=== Что нужно сделать ===
1. Пожалуйста, воспроизведите дословно часть фрагмента кода, начиная с «# Создаем Dataset» и далее вплоть до «return len(self.data)».
2. Какие токены словаря vocab во фрагменте кода записаны в угловых скобках? Перечислите их все.

=== Исходный документ ===
####
In [3]:
import torch
import torch.nn as nn
from torch.utils.data import Dataset, DataLoader
from torch.optim.lr_scheduler import StepLR

from tqdm.auto import tqdm
import nltk
import string
from collections import Counter
from typing import List

In [4]:
# Простой искусственный словарь
vocab = ['<pad>', '<bos>', '<eos>', '<unk>', 'hello', 'love', 'you', 'more', 'then', 'live', 'my']
word2ind = {word: i for i, word in enumerate(vocab)}
ind2word = {i: word for word, i in word2ind.items()}

# Пример датасета, представляющего последовательности слов в виде индексов
sentences = [
    [word2ind['love'], word2ind['you'], word2ind['more'],  word2ind['then'], word2ind['live']],
    [word2ind['love'], word2ind['live']],
    [word2ind['love'], word2ind['you']],
    [word2ind['hello'], word2ind['my'], word2ind['love']],
    [word2ind['love'], word2ind['you'], word2ind['more']],
]
print ('sentences', sentences)

# Создаем Dataset
class SimpleDataset(Dataset):
    def __init__(self, data):
        self.data = data
    def __getitem__(self, idx):
        return self.data[idx]
    def __len__(self):
        return len(self.data)

# Функция паддинга для создания батчей
def collate_fn_with_padding(input_batch, pad_id=word2ind['<pad>']):
    seq_lens = [len(x) for x in input_batch]
    max_seq_len = max(seq_lens)
    new_batch = []
    for sequence in input_batch:
        padded_sequence = sequence + [pad_id] * (max_seq_len - len(sequence))
        new_batch.append(padded_sequence)
    sequences = torch.LongTensor(new_batch)
    return {
        'input_ids': sequences[:, :-1],  # Входные данные
        'target_ids': sequences[:, 1:]   # Целевые данные
    }
# Создаем DataLoader для train, eval, test наборов
train_dataset = SimpleDataset(sentences)
####
=== Раздел данных ===
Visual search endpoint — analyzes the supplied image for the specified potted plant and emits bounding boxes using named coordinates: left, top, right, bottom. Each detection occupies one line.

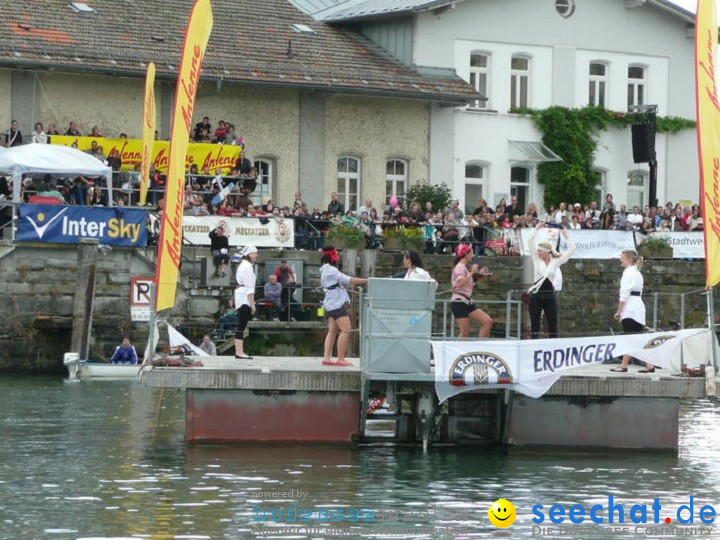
####
=== Ответы ===
1.
# Создаем Dataset
class SimpleDataset(Dataset):
    def __init__(self, data):
        self.data = data
    def __getitem__(self, idx):
        return self.data[idx]
    def __len__(self):
        return len(self.data)

2. <pad>, <bos>, <eos>, <unk>